--- Start of MATERIAL PROVIDED ---

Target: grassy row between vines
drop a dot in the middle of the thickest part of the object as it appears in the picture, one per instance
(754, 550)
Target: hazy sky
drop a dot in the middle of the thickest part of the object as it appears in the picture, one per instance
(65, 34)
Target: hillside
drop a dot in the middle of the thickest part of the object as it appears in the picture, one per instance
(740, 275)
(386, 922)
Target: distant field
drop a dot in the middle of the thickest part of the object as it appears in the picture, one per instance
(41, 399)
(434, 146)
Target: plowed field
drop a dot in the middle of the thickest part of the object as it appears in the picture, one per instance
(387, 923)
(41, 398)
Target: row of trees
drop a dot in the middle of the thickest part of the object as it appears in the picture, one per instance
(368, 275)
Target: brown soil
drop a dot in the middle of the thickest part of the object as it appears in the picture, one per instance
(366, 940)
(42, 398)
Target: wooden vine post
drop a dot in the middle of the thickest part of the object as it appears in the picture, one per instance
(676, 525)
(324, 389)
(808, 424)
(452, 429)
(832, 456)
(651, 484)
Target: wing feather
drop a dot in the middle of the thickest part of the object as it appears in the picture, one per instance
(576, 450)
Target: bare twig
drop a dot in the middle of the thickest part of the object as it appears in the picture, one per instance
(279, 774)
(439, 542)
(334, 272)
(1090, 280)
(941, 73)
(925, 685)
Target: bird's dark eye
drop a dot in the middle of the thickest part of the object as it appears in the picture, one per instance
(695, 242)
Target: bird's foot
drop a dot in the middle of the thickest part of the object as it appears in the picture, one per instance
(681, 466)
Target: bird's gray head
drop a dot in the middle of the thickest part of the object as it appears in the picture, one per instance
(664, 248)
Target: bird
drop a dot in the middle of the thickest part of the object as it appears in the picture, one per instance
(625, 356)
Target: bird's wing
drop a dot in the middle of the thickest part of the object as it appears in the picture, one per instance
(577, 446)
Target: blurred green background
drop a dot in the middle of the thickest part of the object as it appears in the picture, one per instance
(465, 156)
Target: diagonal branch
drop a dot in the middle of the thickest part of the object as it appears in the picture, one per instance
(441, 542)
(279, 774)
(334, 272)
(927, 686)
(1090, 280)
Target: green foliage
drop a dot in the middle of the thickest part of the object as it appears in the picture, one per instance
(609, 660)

--- End of MATERIAL PROVIDED ---

From the line holding "Target: bird's gray head" to the last line of the records, quote each line exactly and add nothing.

◆ RESULT OF THE EXERCISE ◆
Target: bird's gray head
drop a dot in the middle of the thickest part of the object as it appears in the picture, one per instance
(664, 248)
Target: bird
drop a dot in the middle of the thickest part of the object as it appears in the picture, one per instance
(625, 356)
Target: bird's wing
drop a dot in the middle of the thickest part of the object as it appears in the picture, one per instance
(577, 446)
Target: blurred green background
drop a dot in the middle of the thickest part of the object as it appears in the picture, one per instance
(465, 156)
Target: diagonal branch
drop a dot in the middle of the thickest part of the object as it appears in the picture, one per instance
(441, 542)
(279, 774)
(334, 272)
(927, 686)
(1090, 280)
Target: green foliage
drop a dot in the middle of the thickest part of the object as it appears in the picture, one per instance
(609, 660)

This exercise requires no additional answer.